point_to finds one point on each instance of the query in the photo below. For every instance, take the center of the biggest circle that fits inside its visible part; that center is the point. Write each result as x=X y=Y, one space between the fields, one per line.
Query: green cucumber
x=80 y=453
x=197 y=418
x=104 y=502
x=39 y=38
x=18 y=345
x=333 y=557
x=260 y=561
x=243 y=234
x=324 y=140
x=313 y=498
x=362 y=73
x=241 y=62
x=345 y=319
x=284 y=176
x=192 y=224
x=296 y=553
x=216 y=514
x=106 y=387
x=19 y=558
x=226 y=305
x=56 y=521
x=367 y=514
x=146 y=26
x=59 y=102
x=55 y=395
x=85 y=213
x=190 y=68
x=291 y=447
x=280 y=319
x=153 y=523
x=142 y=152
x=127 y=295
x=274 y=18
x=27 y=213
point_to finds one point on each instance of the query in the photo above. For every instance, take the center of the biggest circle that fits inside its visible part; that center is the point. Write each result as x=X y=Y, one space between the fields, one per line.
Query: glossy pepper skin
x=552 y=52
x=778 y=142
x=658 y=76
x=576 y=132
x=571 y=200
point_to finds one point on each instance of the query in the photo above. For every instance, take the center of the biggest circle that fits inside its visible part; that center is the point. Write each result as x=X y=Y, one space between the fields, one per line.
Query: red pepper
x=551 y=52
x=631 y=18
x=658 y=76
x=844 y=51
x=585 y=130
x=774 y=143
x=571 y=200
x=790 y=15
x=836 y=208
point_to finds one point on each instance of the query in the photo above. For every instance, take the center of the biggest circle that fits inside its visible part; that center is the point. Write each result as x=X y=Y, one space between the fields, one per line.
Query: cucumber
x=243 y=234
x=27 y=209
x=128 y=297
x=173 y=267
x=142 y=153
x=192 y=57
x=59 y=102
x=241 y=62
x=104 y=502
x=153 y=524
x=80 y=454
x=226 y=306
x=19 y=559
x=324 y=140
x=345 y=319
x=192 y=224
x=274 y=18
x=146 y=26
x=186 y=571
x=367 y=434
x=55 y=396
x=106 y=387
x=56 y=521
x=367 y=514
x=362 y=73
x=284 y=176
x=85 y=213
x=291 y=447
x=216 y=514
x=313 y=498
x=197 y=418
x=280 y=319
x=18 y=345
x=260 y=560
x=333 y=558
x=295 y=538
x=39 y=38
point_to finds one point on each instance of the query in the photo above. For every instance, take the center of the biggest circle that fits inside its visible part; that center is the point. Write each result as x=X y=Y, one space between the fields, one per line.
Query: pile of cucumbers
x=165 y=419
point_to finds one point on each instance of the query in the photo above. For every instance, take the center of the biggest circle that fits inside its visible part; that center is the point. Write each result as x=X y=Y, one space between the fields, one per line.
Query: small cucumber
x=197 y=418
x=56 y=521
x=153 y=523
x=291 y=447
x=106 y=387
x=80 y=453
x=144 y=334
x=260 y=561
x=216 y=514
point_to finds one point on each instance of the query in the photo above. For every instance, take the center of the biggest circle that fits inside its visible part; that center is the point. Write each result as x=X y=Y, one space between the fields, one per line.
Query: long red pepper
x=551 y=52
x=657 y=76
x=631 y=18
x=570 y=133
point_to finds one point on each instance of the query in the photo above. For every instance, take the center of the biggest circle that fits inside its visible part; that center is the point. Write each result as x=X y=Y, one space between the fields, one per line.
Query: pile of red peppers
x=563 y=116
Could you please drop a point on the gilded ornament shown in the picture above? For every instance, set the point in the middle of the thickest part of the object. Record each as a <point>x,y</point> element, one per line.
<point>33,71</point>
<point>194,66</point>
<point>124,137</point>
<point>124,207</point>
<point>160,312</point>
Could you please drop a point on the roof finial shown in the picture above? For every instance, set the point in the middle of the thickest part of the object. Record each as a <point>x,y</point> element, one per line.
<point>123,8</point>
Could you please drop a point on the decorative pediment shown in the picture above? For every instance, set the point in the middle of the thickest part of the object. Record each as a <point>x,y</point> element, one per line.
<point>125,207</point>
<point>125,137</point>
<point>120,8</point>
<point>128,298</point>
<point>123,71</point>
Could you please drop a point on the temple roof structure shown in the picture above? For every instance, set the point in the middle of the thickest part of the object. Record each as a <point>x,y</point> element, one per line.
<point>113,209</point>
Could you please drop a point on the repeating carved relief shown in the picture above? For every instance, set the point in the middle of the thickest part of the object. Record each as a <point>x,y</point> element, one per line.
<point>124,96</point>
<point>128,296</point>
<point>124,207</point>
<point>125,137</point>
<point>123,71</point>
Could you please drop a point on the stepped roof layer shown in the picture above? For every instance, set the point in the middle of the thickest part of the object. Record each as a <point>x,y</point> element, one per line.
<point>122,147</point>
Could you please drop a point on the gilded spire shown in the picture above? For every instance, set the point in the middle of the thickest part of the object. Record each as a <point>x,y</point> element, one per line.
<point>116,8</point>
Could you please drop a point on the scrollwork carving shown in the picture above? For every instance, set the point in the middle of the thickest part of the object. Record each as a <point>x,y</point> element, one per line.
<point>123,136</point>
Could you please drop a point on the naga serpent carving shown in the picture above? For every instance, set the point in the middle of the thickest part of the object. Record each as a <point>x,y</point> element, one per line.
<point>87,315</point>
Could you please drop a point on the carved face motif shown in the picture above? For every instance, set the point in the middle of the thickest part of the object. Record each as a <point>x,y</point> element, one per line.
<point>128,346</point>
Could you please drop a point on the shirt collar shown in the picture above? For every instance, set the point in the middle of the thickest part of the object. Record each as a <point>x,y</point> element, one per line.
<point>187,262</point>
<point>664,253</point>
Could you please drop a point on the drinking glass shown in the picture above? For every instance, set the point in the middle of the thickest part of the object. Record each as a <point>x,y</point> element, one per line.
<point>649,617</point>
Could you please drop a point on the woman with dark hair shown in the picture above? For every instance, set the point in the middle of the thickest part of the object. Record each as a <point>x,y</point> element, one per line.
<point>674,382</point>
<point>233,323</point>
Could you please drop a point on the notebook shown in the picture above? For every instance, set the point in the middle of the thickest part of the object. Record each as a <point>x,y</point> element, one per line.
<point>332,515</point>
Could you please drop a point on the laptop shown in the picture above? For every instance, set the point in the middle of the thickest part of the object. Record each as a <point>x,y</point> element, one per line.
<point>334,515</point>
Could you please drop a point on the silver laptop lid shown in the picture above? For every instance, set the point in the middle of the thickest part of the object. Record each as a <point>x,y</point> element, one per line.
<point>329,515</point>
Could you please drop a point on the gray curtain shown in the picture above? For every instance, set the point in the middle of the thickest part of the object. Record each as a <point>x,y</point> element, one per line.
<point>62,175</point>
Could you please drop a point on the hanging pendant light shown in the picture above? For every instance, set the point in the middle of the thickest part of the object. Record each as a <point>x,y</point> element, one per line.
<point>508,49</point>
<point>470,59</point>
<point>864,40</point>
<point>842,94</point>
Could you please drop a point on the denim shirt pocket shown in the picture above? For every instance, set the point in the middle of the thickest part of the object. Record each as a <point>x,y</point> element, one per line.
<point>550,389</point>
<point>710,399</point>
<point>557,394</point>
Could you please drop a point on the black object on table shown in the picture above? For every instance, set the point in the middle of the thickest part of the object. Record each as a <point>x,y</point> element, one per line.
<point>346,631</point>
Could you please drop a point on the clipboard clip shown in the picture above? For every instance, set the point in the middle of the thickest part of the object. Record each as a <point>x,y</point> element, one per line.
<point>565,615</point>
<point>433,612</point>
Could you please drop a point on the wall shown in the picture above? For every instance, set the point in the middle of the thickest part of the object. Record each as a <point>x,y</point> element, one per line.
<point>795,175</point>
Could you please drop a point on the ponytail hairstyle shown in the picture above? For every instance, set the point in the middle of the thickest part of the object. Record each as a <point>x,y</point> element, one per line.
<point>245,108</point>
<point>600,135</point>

++++

AUFGABENSTELLUNG: Gib die Daten oben vollständig und Zeile für Zeile unverändert wieder.

ERGEBNIS:
point_to finds one point on each instance of the query in the photo below. For every instance, take the center of the biggest circle that fits inside its visible part; that center is the point. Write each result as x=X y=Y, one space between the fields, one per line.
Query: green cucumber
x=80 y=453
x=197 y=418
x=104 y=502
x=39 y=38
x=18 y=345
x=333 y=557
x=260 y=561
x=243 y=234
x=324 y=140
x=313 y=498
x=362 y=73
x=241 y=62
x=345 y=319
x=284 y=176
x=192 y=224
x=296 y=553
x=216 y=514
x=106 y=387
x=19 y=558
x=226 y=305
x=56 y=521
x=367 y=514
x=146 y=26
x=59 y=102
x=55 y=395
x=85 y=213
x=190 y=68
x=291 y=447
x=280 y=319
x=153 y=523
x=142 y=152
x=127 y=295
x=274 y=18
x=27 y=213
point_to finds one point on each instance of the query in the photo above. For every instance, take the center of the biggest circle that fits inside its visible part; that center is the point. Write each result as x=X y=Y, one space between the fields, one per line.
Query: glossy pepper skin
x=552 y=52
x=778 y=142
x=658 y=76
x=576 y=132
x=571 y=200
point_to finds one point on each instance of the query in the photo above. For every instance, take the center of the biggest circle that fits inside its visible part; that center is the point. Write each result as x=X y=Y, one space between the fields, one per line.
Query: red pepper
x=551 y=52
x=631 y=18
x=658 y=76
x=844 y=51
x=585 y=130
x=774 y=143
x=571 y=200
x=790 y=15
x=836 y=208
point_to finds one point on each instance of the query in the photo above. For every instance, take the center of the biggest circle that fits inside its visible part; that center is the point. Write each result as x=X y=Y, one space between the fields, one per line.
Query: cucumber
x=243 y=234
x=27 y=209
x=128 y=297
x=173 y=267
x=142 y=153
x=192 y=57
x=59 y=102
x=241 y=62
x=104 y=502
x=153 y=524
x=80 y=454
x=226 y=306
x=19 y=559
x=324 y=140
x=345 y=319
x=192 y=224
x=274 y=18
x=146 y=26
x=186 y=571
x=367 y=434
x=55 y=396
x=106 y=387
x=56 y=521
x=367 y=514
x=362 y=73
x=284 y=176
x=85 y=213
x=291 y=447
x=216 y=514
x=313 y=498
x=197 y=418
x=280 y=319
x=18 y=345
x=260 y=560
x=333 y=558
x=295 y=538
x=39 y=38
point_to finds one point on each instance of the query in the photo above. For every instance, take the center of the biggest circle that fits inside its visible part; that center is the point. Write each result as x=X y=Y, one space between the fields, one per line.
Query: pile of cucumbers
x=165 y=419
point_to finds one point on each instance of the query in the photo above. For every instance, take the center of the biggest circle that fits inside its visible part; that center is the point. Write each result as x=X y=Y, one space between the fields, one per line.
Query: small cucumber
x=197 y=418
x=56 y=521
x=153 y=523
x=291 y=447
x=106 y=387
x=80 y=453
x=144 y=334
x=260 y=561
x=216 y=514
point_to finds one point on each instance of the query in the photo above. For every instance, take the center of the biggest circle that fits inside its visible part; that center is the point. Write each result as x=X y=Y, one space between the fields, one per line.
Query: long red pepper
x=551 y=52
x=657 y=76
x=631 y=18
x=570 y=133
point_to finds one point on each instance of the query in the photo above. For every instance, take the center of the biggest circle that fits inside its visible part; that center is the point. Write each result as x=X y=Y, one space between the fields, one per line.
Query: pile of red peppers
x=563 y=116
Could you please drop a point on the gilded ornament shown in the picture above? For every instance, set the point in the middle of the thickest part of the object. Record each as a <point>x,y</point> element, one per line.
<point>33,71</point>
<point>194,66</point>
<point>124,137</point>
<point>124,207</point>
<point>160,312</point>
Could you please drop a point on the roof finial shown in the picture above? For every instance, set the point in the middle of the thickest part of the object. Record each as a <point>x,y</point> element, one per line.
<point>123,8</point>
Could you please drop a point on the decorative pediment shown in the picture above? For every instance, set the point in the middle of the thickest part of the object. Record each as a <point>x,y</point> element, one per line.
<point>125,207</point>
<point>125,137</point>
<point>120,8</point>
<point>128,298</point>
<point>123,71</point>
Could you please drop a point on the temple roof structure shown in the picture above? For every instance, set the point in the middle of the thickest part of the object. Record each as a <point>x,y</point> element, one per line.
<point>113,209</point>
Could you please drop a point on the repeating carved relief shown in the picture above? For every instance, set the point in the middle of the thickest part of the object. Record each as a <point>x,y</point> element, one per line.
<point>124,96</point>
<point>128,296</point>
<point>124,207</point>
<point>125,137</point>
<point>123,71</point>
Could you please drop a point on the stepped roof layer shown in the picture above? For every instance, set the point in the middle of the thickest part of the object. Record each as a <point>x,y</point> element, one per line.
<point>122,147</point>
Could you please drop a point on the gilded spire shown in the picture above? For every instance, set the point in the middle of the thickest part of the object. Record each as a <point>x,y</point> element, one per line.
<point>116,8</point>
Could you please drop a point on the scrollwork carving shown in the picture above? For every instance, set the point in the middle of the thickest part of the object. Record each as a <point>x,y</point> element, one per line.
<point>123,136</point>
Could you please drop a point on the naga serpent carving shown in the picture above? For every instance, set the point in the middle of the thickest part of the object. Record each as a <point>x,y</point> element, one per line.
<point>87,315</point>
Could you please drop a point on the carved face motif shown in the picture above? For every instance, set the point in the middle of the thickest part of the object. Record each as a <point>x,y</point> element, one per line.
<point>128,346</point>
Could you please drop a point on the shirt collar shown in the picture above? For every instance, set the point in the middle of the thickest part of the object. Record each as a <point>x,y</point> element, one per line.
<point>187,262</point>
<point>664,253</point>
Could you please drop a point on the drinking glass shown in the picture above? For every instance, set the point in the middle of the thickest part of the object. Record each as a <point>x,y</point> element, one per line.
<point>649,617</point>
Could you please drop a point on the woman with dark hair shown in the picture above? For every instance, set the point in the middle of the thickest part of the object. Record each as a <point>x,y</point> element, one per line.
<point>674,382</point>
<point>233,323</point>
Could you please drop a point on the notebook shown in the picture above? For every instance, set the point in the middle of the thickest part of the object. Record each as a <point>x,y</point> element, one per line.
<point>332,515</point>
Could you please drop a point on the laptop shown in the picture above? For every instance, set the point in the middle of the thickest part of the object. Record each as a <point>x,y</point> element, one per line.
<point>334,515</point>
Could you please drop a point on the silver laptop lid shown in the picture above? For every instance, set the point in the middle of the thickest part of the object. Record each as a <point>x,y</point> element, one per line.
<point>329,515</point>
Could you please drop a point on the gray curtain shown in the picture above? For every instance, set the point in the middle of the thickest part of the object. Record each as a <point>x,y</point> element, one per line.
<point>62,175</point>
Could you please drop a point on the hanging pendant light shown in the picture above? For every instance, set the point in the middle of the thickest part of the object. Record each as a <point>x,y</point> element, one per line.
<point>508,49</point>
<point>470,59</point>
<point>864,40</point>
<point>842,94</point>
Could you please drop a point on the denim shirt pocket shown in the picture above? For every instance, set the point in the middle of the thickest part of the object. Record each as a <point>x,y</point> element, one per line.
<point>550,389</point>
<point>710,399</point>
<point>557,394</point>
Could you please drop a point on the black object on table shown in the picture above? For every instance, set the point in the middle of the thickest part of the object. Record each as a <point>x,y</point> element, one per line.
<point>346,631</point>
Could you please drop a point on the clipboard clip shown in the picture above? For every instance, set the point in the middle of the thickest part of the object. Record each as a <point>x,y</point> element, one per line.
<point>565,615</point>
<point>433,612</point>
Could you please drop a point on the wall shown in the picture above? For every instance, set the point in the middle of the thickest part of the object. Record each as a <point>x,y</point> element, one per line.
<point>795,175</point>
Could you please drop a point on the ponytail hairstyle shown in the picture above? For every instance, set the point in the middle of the thickest part of the object. Record each as a <point>x,y</point> element, one per line.
<point>245,108</point>
<point>600,135</point>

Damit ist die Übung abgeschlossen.